Written instruction
Copy word for word the rows below, from the line containing "ceiling fan blade" through the last row, with both ends included.

-.-.-

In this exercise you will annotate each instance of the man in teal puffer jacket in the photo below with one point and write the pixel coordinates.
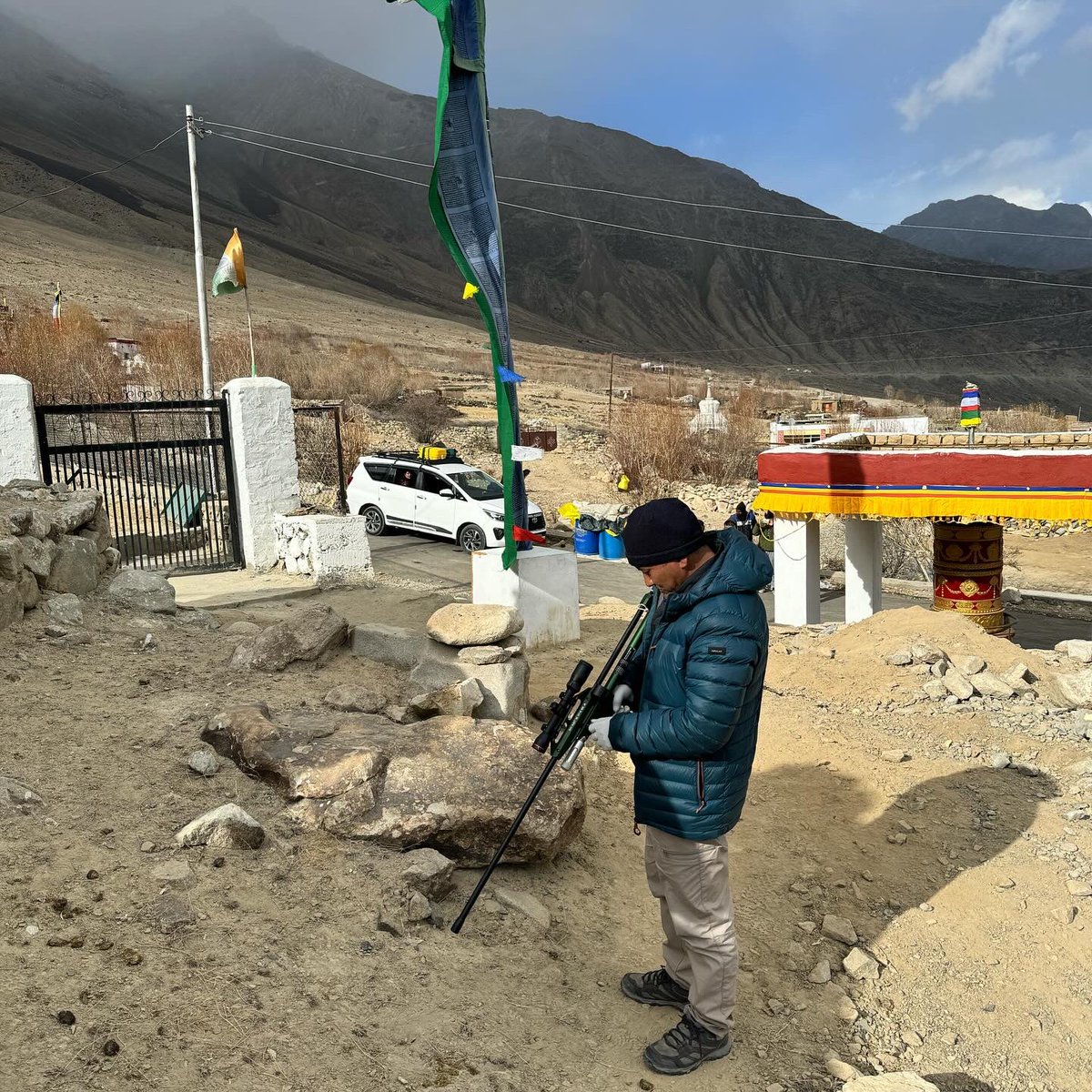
(688, 716)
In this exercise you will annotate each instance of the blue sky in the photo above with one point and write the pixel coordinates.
(867, 108)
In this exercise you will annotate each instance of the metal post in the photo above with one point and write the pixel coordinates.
(191, 141)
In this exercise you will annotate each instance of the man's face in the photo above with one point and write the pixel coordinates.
(666, 577)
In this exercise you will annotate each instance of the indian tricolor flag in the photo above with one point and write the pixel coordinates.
(230, 273)
(970, 414)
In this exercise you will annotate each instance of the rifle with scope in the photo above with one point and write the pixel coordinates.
(565, 734)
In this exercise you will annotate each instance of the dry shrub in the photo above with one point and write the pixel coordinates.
(71, 360)
(426, 416)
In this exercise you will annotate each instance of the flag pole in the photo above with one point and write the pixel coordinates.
(250, 330)
(191, 142)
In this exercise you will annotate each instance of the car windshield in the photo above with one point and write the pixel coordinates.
(478, 485)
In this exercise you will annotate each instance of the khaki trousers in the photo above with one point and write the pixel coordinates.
(691, 879)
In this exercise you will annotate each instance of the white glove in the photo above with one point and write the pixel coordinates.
(622, 698)
(601, 733)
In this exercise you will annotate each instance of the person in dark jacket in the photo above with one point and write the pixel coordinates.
(688, 716)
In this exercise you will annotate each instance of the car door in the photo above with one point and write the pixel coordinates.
(435, 513)
(399, 497)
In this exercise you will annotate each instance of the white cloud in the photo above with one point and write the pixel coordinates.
(1081, 39)
(1027, 197)
(971, 76)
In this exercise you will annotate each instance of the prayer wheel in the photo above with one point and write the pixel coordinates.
(966, 572)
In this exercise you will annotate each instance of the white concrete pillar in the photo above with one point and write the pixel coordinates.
(795, 571)
(541, 585)
(19, 435)
(864, 573)
(267, 475)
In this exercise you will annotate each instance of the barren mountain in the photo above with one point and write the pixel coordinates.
(999, 238)
(571, 282)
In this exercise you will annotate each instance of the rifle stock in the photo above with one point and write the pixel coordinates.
(566, 732)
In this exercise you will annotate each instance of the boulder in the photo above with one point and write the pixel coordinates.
(64, 610)
(460, 699)
(470, 623)
(450, 784)
(75, 568)
(304, 634)
(38, 556)
(28, 590)
(228, 827)
(11, 560)
(1081, 651)
(11, 603)
(429, 872)
(483, 654)
(1070, 691)
(354, 699)
(890, 1082)
(145, 592)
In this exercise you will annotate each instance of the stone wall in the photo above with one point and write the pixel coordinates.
(53, 541)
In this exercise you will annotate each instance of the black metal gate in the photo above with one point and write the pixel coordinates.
(165, 472)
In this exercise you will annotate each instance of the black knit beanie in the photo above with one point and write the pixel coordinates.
(662, 531)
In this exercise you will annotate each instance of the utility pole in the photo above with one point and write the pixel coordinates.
(191, 141)
(611, 394)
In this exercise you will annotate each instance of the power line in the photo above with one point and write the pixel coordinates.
(672, 201)
(93, 174)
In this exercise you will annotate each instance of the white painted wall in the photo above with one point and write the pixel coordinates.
(19, 436)
(541, 585)
(795, 571)
(864, 572)
(263, 448)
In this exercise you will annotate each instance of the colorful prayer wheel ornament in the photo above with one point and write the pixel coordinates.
(966, 573)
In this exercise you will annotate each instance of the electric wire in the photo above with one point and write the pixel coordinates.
(93, 174)
(672, 201)
(687, 238)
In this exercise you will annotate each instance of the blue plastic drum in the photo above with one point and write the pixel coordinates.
(612, 549)
(585, 543)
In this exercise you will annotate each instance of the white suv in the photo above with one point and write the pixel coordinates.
(441, 497)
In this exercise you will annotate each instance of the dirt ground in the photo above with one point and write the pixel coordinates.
(283, 982)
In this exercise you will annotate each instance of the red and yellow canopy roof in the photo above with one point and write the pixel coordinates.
(954, 483)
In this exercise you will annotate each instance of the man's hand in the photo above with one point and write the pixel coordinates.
(600, 733)
(622, 697)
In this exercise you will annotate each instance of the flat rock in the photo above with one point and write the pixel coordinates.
(527, 905)
(228, 827)
(450, 784)
(64, 610)
(460, 699)
(483, 654)
(1081, 651)
(15, 795)
(860, 966)
(967, 665)
(839, 928)
(429, 872)
(472, 623)
(354, 699)
(890, 1082)
(203, 763)
(305, 634)
(137, 590)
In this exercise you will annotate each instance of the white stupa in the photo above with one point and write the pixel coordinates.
(709, 418)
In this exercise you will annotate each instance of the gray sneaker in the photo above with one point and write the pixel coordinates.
(654, 987)
(685, 1047)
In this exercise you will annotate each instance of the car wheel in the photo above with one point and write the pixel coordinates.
(472, 538)
(375, 523)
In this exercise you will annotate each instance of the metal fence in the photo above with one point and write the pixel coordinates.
(165, 472)
(320, 456)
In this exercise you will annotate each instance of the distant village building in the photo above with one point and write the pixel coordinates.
(709, 418)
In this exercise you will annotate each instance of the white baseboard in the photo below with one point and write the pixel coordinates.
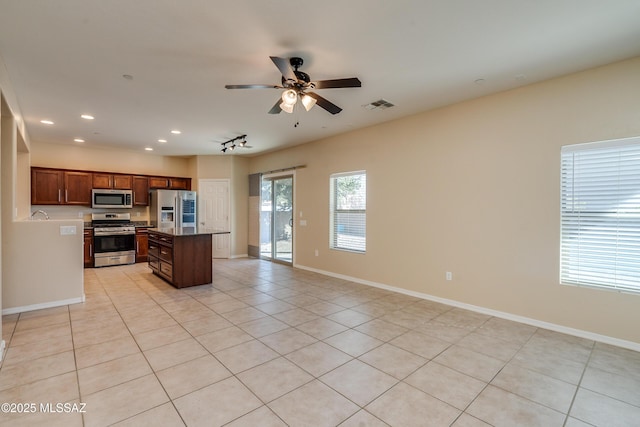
(503, 315)
(32, 307)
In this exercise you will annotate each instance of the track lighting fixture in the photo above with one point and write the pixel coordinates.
(230, 145)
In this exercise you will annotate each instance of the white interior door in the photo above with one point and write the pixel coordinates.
(214, 212)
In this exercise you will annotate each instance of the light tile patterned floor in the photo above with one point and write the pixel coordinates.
(268, 345)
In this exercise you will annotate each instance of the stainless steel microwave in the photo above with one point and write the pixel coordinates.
(111, 198)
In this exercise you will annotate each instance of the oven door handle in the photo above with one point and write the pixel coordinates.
(115, 233)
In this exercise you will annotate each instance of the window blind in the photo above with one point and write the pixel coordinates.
(348, 206)
(600, 215)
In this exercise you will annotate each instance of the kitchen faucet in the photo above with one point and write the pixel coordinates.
(40, 211)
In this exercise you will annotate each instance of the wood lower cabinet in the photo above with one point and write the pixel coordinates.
(88, 247)
(142, 244)
(182, 260)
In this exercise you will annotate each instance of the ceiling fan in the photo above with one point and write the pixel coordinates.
(298, 85)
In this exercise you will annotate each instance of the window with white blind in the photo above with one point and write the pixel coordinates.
(348, 207)
(600, 215)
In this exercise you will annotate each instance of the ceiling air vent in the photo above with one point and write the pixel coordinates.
(381, 104)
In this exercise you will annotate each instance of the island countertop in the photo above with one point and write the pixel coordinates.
(188, 231)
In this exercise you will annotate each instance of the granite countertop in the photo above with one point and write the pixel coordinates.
(189, 231)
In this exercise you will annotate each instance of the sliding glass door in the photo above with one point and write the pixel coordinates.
(276, 218)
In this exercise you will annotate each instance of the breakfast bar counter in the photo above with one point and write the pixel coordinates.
(182, 256)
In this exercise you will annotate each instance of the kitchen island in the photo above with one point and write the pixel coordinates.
(182, 256)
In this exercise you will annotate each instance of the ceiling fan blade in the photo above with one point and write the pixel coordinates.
(276, 107)
(324, 103)
(337, 83)
(252, 87)
(284, 67)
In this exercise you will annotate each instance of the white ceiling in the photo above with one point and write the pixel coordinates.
(65, 58)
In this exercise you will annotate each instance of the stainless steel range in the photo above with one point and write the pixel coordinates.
(114, 239)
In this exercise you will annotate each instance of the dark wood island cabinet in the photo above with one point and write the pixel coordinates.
(182, 256)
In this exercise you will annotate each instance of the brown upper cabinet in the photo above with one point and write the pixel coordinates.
(169, 183)
(158, 182)
(70, 187)
(140, 191)
(58, 187)
(112, 181)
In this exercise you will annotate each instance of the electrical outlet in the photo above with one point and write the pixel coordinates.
(67, 230)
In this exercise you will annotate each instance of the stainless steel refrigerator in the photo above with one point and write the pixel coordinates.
(173, 208)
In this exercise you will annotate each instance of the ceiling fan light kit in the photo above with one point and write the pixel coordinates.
(230, 145)
(297, 85)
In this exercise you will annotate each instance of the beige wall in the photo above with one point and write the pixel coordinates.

-.-.-

Solution below
In this exercise you will annotate each instance of the ceiling fan blade in the photo above with one point and write the pixel coordinates.
(276, 107)
(324, 103)
(337, 83)
(252, 87)
(284, 67)
In this exercise you will annotate each instance of the white ceiling in the photo above with one point and write the pixel coordinates.
(65, 58)
In this exercise you will annotate each instance of the stainless steel range in the photo above with one point and write the pixel coordinates.
(114, 239)
In this exercise you will annotate each instance of the dark wood island cabinet in the photo above with one point and write the pixel coordinates.
(182, 256)
In this exercise you will annotate each instance of the brown upper cabinet in the photo above with one point and write the pixel coordinates.
(169, 183)
(158, 182)
(70, 187)
(140, 191)
(58, 187)
(112, 181)
In this exercise you will annotate each instance of the electrical outlet in the photo above with one point and write the pixel coordinates.
(67, 230)
In this exercise you will annotate each instance of the stainless steel refrigerator in the photo above with one point and write the pixel coordinates.
(173, 208)
In this exercise you will annotate each instance of the ceiling fan light kit in the photo above with one point and write the pixel coordinates.
(230, 145)
(297, 85)
In this exercise you will annotate each instance of the beige wall in the photo above with one point and write the pixel coordinates.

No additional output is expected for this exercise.